● **DATA SUPPLIED**:
[BEGIN]

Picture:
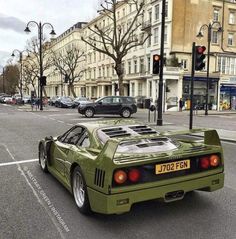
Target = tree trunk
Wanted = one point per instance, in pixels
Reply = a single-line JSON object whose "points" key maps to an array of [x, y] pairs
{"points": [[71, 86], [120, 73], [44, 92]]}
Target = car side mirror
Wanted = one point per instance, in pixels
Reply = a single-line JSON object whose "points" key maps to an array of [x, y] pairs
{"points": [[49, 138]]}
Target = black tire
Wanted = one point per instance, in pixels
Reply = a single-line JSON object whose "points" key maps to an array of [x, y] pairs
{"points": [[79, 189], [89, 113], [126, 113], [43, 159]]}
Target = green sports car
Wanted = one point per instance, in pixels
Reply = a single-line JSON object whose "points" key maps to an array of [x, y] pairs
{"points": [[110, 165]]}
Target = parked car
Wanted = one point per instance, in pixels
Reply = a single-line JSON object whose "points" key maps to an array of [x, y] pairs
{"points": [[64, 102], [2, 98], [124, 106], [26, 99], [52, 100], [10, 100], [79, 100], [110, 165]]}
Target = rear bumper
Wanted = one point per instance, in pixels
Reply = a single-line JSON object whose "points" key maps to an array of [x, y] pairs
{"points": [[122, 202]]}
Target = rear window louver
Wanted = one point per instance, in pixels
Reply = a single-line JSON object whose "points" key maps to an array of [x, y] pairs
{"points": [[116, 132], [99, 177], [143, 129]]}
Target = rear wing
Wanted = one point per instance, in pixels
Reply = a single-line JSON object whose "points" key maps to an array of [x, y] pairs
{"points": [[210, 137]]}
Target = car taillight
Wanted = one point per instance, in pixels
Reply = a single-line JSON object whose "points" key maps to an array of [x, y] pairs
{"points": [[205, 162], [134, 175], [120, 176], [209, 161], [214, 160]]}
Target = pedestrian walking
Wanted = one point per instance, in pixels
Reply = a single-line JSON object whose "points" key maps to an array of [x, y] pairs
{"points": [[181, 104]]}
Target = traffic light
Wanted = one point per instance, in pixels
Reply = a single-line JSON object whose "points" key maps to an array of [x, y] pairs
{"points": [[43, 80], [199, 57], [156, 64], [66, 80]]}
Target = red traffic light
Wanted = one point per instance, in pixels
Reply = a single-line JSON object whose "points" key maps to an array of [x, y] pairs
{"points": [[156, 66], [156, 57], [200, 49]]}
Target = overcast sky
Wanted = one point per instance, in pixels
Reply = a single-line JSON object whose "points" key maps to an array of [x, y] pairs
{"points": [[15, 14]]}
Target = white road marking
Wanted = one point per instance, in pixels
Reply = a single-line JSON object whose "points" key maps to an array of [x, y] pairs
{"points": [[59, 121], [18, 162], [35, 193]]}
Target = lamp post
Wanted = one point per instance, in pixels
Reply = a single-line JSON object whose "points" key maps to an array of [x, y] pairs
{"points": [[40, 37], [160, 90], [21, 69], [209, 28]]}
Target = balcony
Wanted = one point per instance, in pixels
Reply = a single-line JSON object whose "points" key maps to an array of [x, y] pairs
{"points": [[146, 26]]}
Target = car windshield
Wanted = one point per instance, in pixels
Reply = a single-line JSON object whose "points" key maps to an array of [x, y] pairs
{"points": [[66, 99], [81, 99]]}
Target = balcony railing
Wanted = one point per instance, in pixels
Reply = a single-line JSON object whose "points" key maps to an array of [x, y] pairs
{"points": [[146, 25]]}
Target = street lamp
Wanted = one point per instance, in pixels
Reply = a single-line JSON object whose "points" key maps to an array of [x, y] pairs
{"points": [[40, 36], [209, 28], [21, 68]]}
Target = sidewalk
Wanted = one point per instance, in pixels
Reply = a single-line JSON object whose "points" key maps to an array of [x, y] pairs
{"points": [[28, 108], [225, 135]]}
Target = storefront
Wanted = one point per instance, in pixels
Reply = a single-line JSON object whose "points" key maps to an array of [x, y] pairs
{"points": [[228, 97], [199, 92]]}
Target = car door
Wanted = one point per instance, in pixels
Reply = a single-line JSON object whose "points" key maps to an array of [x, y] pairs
{"points": [[116, 105], [103, 105], [63, 147]]}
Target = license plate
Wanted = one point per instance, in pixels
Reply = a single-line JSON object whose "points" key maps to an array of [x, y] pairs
{"points": [[172, 167]]}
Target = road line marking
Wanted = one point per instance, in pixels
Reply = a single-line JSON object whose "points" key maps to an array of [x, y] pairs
{"points": [[18, 162], [35, 192], [59, 121]]}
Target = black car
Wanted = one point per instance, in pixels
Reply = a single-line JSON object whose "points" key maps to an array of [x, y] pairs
{"points": [[64, 102], [124, 106], [78, 100]]}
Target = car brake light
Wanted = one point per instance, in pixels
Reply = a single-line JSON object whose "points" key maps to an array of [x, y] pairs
{"points": [[204, 162], [214, 160], [120, 176], [134, 175]]}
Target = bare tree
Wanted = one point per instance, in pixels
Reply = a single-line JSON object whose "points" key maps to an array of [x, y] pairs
{"points": [[33, 49], [12, 76], [69, 65], [117, 39], [30, 74]]}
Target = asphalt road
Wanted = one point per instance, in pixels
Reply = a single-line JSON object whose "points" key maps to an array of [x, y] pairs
{"points": [[35, 205]]}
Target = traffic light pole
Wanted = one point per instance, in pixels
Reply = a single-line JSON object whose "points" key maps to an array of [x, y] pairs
{"points": [[160, 91], [208, 67], [192, 86]]}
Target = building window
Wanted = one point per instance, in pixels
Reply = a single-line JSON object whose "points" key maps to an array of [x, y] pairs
{"points": [[184, 63], [129, 67], [100, 72], [149, 63], [232, 18], [135, 66], [166, 10], [142, 69], [157, 12], [94, 73], [215, 37], [140, 89], [132, 89], [230, 39], [216, 13], [166, 33], [156, 35]]}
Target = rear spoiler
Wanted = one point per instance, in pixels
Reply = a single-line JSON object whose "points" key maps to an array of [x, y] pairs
{"points": [[211, 137]]}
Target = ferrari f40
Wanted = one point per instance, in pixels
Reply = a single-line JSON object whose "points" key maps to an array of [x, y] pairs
{"points": [[110, 165]]}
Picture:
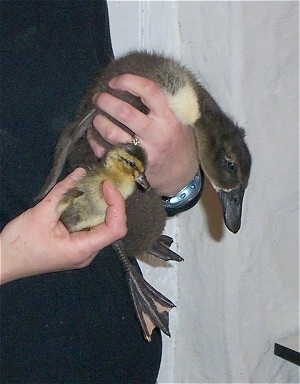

[END]

Please convert all the rows above into a JSON list of strings with one string per line, skipping blank lines. Leave the pictures out of the list.

● **RESPONSE TO THE EXERCISE**:
[
  "Picture:",
  "Target = tree trunk",
  "Wanted = one point per instance, in pixels",
  "Reply = a single-line JSON object whose \"points\" key maps to an array of [x, y] pairs",
  "{\"points\": [[71, 86], [120, 73], [44, 92]]}",
  "Target = car side mirror",
  "Wanted = one point per instance, in pixels",
  "Reply = a single-line JSON object whose \"points\" key maps to an array of [x, y] pairs",
  "{\"points\": [[49, 138]]}",
  "Target = black tire",
  "Wanted = one point per instance, in pixels",
  "Reply = a single-line JSON object whose \"points\" key maps to an array of [x, y] pairs",
  "{\"points\": [[79, 189], [89, 113], [126, 113], [43, 159]]}",
  "Target = green sports car",
  "Wanted = one point per instance, in pixels",
  "Reply = a single-line JSON object whose \"points\" key maps to an array of [x, y] pairs",
  "{\"points\": [[110, 165]]}",
  "Target = parked car",
  "Wanted = one point per instance, in pixels",
  "Reply = a single-line JSON object whose \"points\" key maps to an array of [x, y] pairs",
  "{\"points\": [[64, 102], [2, 98], [124, 106], [26, 99], [52, 100], [10, 100], [79, 100], [110, 165]]}",
  "Target = rear bumper",
  "Wanted = one point per instance, in pixels",
  "Reply = a single-line JSON object whose \"points\" key maps to an array of [x, y] pairs",
  "{\"points\": [[122, 202]]}",
  "Target = rear window louver",
  "Wanted = one point per instance, in pixels",
  "Reply = a single-line JSON object whose \"points\" key maps to an array of [x, y] pairs",
  "{\"points\": [[116, 132], [99, 177], [143, 129]]}",
  "Target = rear wing",
  "Wanted = one point per instance, in pixels",
  "Reply = a single-line JSON object whose \"points\" key maps to an array of [x, y] pairs",
  "{\"points\": [[210, 137]]}",
  "Target = car taillight",
  "Wanted = one point per instance, in pixels",
  "Reply = a single-line JSON object whose \"points\" key maps to an array of [x, y] pairs",
  "{\"points\": [[205, 162], [134, 175], [120, 176], [209, 161], [214, 160]]}",
  "Target = pedestrian walking",
  "Wanted = one point per instance, in pixels",
  "Reply = a single-line JSON object whose \"points\" key maps to an array of [x, y] pairs",
  "{\"points\": [[181, 104]]}",
  "Target = traffic light",
  "Wanted = one point per instance, in pixels",
  "Reply = a single-line JSON object whose \"points\" key maps to an array of [x, y] pairs",
  "{\"points\": [[43, 80], [199, 57], [156, 64], [66, 80]]}",
  "Target = red traffic light",
  "Wanted = one point per instance, in pixels",
  "Reply = a single-line JSON object whose \"points\" key maps to an array of [x, y] pairs",
  "{\"points\": [[156, 66], [156, 57], [200, 49]]}",
  "Target = overcast sky",
  "Wanted = one point per instance, in pixels",
  "Reply = a single-line JSON object whose \"points\" key maps to an array of [x, y] pairs",
  "{\"points\": [[15, 14]]}",
  "Target = white road marking",
  "Wanted = one point per instance, in pixels",
  "Reply = a single-line JSON object whose \"points\" key maps to an array of [x, y] pairs",
  "{\"points\": [[59, 121], [18, 162], [35, 193]]}",
  "Target = lamp post",
  "Wanted = one point per instance, in pixels",
  "Reply = a single-line JSON object whose \"points\" key maps to an array of [x, y] pairs",
  "{\"points\": [[40, 37], [160, 90], [21, 69], [209, 28]]}",
  "Target = balcony",
  "Wanted = one point per instance, in pixels",
  "Reply = a single-line JSON object whose \"points\" key maps to an array of [x, y] pairs",
  "{\"points\": [[146, 26]]}",
  "Target = car windshield",
  "Wanted = one point per instance, in pixels",
  "Reply = a single-line JSON object whose \"points\" key maps to an array of [x, y] pairs",
  "{\"points\": [[66, 99], [81, 99]]}",
  "Target = balcony railing",
  "Wanted = one point per instance, in pixels",
  "Reply = a single-line JSON object whose \"points\" key maps to an array of [x, y] pairs",
  "{\"points\": [[146, 25]]}",
  "Target = street lamp",
  "Wanted = one point per instance, in pixels",
  "Reply = a single-line JSON object whose \"points\" key maps to an array of [x, y] pairs",
  "{\"points\": [[40, 36], [209, 28], [21, 68]]}",
  "Target = sidewalk",
  "Wanted = one point per instance, in pixels",
  "Reply = a single-line JSON object whose \"points\" key maps to an array of [x, y] pairs",
  "{\"points\": [[28, 108], [225, 135]]}",
  "Target = storefront",
  "Wanted = one point per instance, in pixels",
  "Reply = a single-line JSON object whose \"points\" key maps to an array of [x, y] pairs",
  "{\"points\": [[228, 97], [199, 92]]}",
  "Target = car door",
  "Wanted = one point per instance, in pixels",
  "Reply = a single-line JSON object whose \"points\" key maps to an array of [x, y] pairs",
  "{\"points\": [[116, 105], [103, 105], [63, 147]]}",
  "Target = license plate",
  "Wanted = one point per instance, in pixels",
  "Reply = a single-line JSON object whose \"points\" key maps to an array of [x, y] pairs",
  "{\"points\": [[172, 167]]}",
  "Target = road line marking",
  "Wanted = one point per instance, in pixels",
  "Reply = a single-line JSON object whose \"points\" key maps to an array of [x, y] pairs",
  "{\"points\": [[18, 162], [35, 192], [59, 121]]}",
  "Target = black car",
  "Wanted = one point per instance, in pixels",
  "Reply = a single-line JSON object whose \"points\" key maps to an array of [x, y] pairs",
  "{\"points\": [[64, 102], [124, 106], [78, 100]]}",
  "Target = car brake light",
  "Wanted = one point per instance, in pixels",
  "Reply = a single-line JSON object whose \"points\" key maps to an array of [x, y] pairs",
  "{\"points\": [[204, 162], [214, 160], [120, 176], [134, 175]]}",
  "Target = bare tree",
  "Wanted = one point per instance, in pixels",
  "Reply = a single-line JSON object whose \"points\" key maps to an array of [x, y] pairs",
  "{\"points\": [[33, 49], [12, 76], [69, 65], [117, 39], [30, 74]]}",
  "Target = asphalt road",
  "Wanted = one point per instance, in pixels",
  "Reply = a single-line JSON object whose \"points\" key maps to an array of [x, y] pairs",
  "{\"points\": [[35, 205]]}",
  "Target = traffic light pole",
  "Wanted = one point per instance, in pixels",
  "Reply = a single-line JSON object whose \"points\" key maps to an array of [x, y] pairs",
  "{\"points\": [[160, 91], [208, 67], [192, 86]]}",
  "Target = building window",
  "Wanted = one point per instance, in pixels",
  "Reply = a single-line JSON object whose \"points\" key maps to an array of [x, y] pairs",
  "{\"points\": [[184, 63], [129, 67], [100, 72], [149, 63], [232, 18], [135, 66], [166, 10], [142, 69], [157, 12], [94, 73], [215, 37], [140, 89], [132, 89], [230, 39], [216, 13], [166, 33], [156, 35]]}",
  "Target = rear spoiler",
  "Wanted = one point per instance, in pixels",
  "Reply = a single-line JSON object whose \"points\" key maps to an array of [x, y] pairs",
  "{\"points\": [[211, 137]]}",
  "Target = ferrari f40",
  "Wanted = one point per instance, in pixels",
  "Reply = a single-line JSON object whose \"points\" key maps to an array of [x, y] pairs",
  "{\"points\": [[110, 165]]}",
  "Picture:"
]